→ **DOCUMENT PASSAGE**:
=======
Rather than face the crowds again on the way down, we headed across country, following a stream bed that cut down the wooded mountain side back to Schwangau. We did look up at the twin castle of Hohenschwangau, but we'd really had enough of queuing for one day, and left it for another time.

Another morning we spent an agreeable if rather smelly time at a traditional cheese-maker's, where huge rounds of cheese were hand-crafted by jolly German craftsmen, and one afternoon we spent a long time trying to find a local museum of traditional farmhouses at a place called Illerbeule. We nearly failed, but by considerable luck we managed to find it, although since we arrived at 16:00, which is closing time for most places in the area, we thought it had all been to no avail, but for some reason this one place still had another couple of hours of opening time. It really was a fascinating place, consisting of a complete farm built from cottages and barns from different eras and from different parts of Germany. The thing that struck me most compared with similar structures in the UK, was the amazing amount of living space that these farmers seemed to have. In Britain, in most historical ages, everybody hunkered down in a tiny room with all the animals. Here, if a farmer decided to go in for instance for cheesemaking, then he just built a whole new cheesemaking room on the end of his farmhouse. The barns were enormous too, and beautifully finished in bold black and white designs.

On the Hockgrat Ridge

On yet another beautiful day of blazing sunshine, we caught a cable car to the top of the 1833m Hochgrat Ridge which marks the border between Germany and Austria, and set off westward along the top. Some 5km and several hard hours later we decided to leave the crumbly conglomerate of the main path and continue along the spine of the ridge, but somehow we went a little astray, and after an interesting 1500m descent through an almost vertical forest we arrived at somebody's farm. An amused farmer explained to us that the reason that we couldn't work out where we were on our map was that we'd walked right off the edge and were now in Austria, so there was nothing for it but to climb all the way back to the top and then back down into Germany. Once more at sea level, and thoroughly footsore, we were extremely grateful to discover a small bus waiting to take us to civilisation, Jacuzzi, and beer.
=======
[Dataset items]
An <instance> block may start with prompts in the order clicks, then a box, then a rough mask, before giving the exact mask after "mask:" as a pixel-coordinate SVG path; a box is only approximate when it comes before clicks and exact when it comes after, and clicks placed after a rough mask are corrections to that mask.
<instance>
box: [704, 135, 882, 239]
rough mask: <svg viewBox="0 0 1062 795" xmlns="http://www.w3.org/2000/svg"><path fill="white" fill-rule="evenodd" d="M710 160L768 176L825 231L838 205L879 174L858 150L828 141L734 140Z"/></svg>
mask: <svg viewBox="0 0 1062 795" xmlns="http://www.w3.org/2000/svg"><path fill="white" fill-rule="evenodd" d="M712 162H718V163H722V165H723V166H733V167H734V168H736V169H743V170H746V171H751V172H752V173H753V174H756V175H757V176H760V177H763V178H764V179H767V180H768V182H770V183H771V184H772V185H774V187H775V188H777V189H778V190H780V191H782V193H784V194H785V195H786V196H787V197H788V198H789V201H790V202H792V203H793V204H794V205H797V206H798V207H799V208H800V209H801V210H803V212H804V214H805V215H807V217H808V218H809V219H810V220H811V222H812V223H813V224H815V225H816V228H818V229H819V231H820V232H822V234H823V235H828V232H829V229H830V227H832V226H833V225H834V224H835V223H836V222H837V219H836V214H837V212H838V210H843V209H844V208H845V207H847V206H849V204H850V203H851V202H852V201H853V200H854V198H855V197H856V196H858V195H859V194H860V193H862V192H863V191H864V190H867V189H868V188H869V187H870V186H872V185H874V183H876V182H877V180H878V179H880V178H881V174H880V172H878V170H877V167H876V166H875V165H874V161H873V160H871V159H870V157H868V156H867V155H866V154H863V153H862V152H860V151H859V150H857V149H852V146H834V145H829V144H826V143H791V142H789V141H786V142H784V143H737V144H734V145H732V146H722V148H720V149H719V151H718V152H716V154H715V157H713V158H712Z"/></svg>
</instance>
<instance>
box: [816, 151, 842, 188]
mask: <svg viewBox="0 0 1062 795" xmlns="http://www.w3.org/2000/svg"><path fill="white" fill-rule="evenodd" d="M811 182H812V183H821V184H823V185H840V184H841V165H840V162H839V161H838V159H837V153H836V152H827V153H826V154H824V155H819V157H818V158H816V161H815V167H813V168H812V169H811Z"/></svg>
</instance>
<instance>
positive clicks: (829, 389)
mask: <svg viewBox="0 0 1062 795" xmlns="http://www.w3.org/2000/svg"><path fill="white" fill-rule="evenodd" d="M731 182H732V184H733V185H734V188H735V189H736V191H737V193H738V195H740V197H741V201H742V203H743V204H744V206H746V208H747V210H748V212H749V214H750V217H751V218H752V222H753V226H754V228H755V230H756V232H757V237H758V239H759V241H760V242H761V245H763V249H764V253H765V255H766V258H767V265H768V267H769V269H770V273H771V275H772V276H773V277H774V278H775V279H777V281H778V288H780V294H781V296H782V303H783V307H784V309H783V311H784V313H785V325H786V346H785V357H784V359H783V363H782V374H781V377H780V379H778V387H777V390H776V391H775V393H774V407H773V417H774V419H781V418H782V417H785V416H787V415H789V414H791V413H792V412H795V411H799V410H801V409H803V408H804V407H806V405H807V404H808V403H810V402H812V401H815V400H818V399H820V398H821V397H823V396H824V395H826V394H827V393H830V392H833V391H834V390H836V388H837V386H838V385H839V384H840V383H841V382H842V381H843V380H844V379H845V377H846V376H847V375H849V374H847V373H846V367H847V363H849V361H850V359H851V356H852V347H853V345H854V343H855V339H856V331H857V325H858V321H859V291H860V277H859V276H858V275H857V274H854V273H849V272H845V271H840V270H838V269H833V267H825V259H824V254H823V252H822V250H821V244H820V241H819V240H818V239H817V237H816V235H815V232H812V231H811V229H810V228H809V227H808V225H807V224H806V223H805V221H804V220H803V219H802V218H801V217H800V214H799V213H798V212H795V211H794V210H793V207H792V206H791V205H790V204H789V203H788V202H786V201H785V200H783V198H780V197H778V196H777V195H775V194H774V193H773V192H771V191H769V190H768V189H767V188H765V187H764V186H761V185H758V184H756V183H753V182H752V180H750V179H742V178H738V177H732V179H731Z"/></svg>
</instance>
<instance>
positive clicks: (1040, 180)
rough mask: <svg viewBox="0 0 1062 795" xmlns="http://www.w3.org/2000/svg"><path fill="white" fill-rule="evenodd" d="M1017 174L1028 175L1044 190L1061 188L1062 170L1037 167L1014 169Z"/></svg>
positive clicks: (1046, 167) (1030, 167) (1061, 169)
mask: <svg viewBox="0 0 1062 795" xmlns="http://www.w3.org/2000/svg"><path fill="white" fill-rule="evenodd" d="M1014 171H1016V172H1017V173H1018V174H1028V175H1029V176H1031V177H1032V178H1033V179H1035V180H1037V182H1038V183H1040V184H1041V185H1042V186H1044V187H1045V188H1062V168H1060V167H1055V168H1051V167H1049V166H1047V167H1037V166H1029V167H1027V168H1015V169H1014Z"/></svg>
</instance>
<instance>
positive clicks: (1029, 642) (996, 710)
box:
=======
→ **WORK INSTRUCTIONS**:
1 – Translate this sentence from the travel account into Spanish: "The barns were enormous too, and beautifully finished in bold black and white designs."
2 – For each statement, say whether it agrees with the travel account, answering yes or no and quoting the words from the account that decide it.
(a) The farm museum at Illerbeule was already closed when the writers arrived at 16:00.
(b) The Hochgrat Ridge marks the border between Germany and Austria.
(c) The writers queued to visit the castle of Hohenschwangau on the way down.
3 – According to the travel account, how did the writers get to the top of the Hochgrat Ridge?
None of the rows are needed here.

→ **ANSWERS IN ORDER**:
1 – Los graneros también eran enormes, y estaban bellamente acabados con audaces diseños en blanco y negro.

2 –
(a) No. "for some reason this one place still had another couple of hours of opening time"
(b) Yes. "which marks the border between Germany and Austria"
(c) No. "we'd really had enough of queuing for one day, and left it for another time"

3 – They caught a cable car.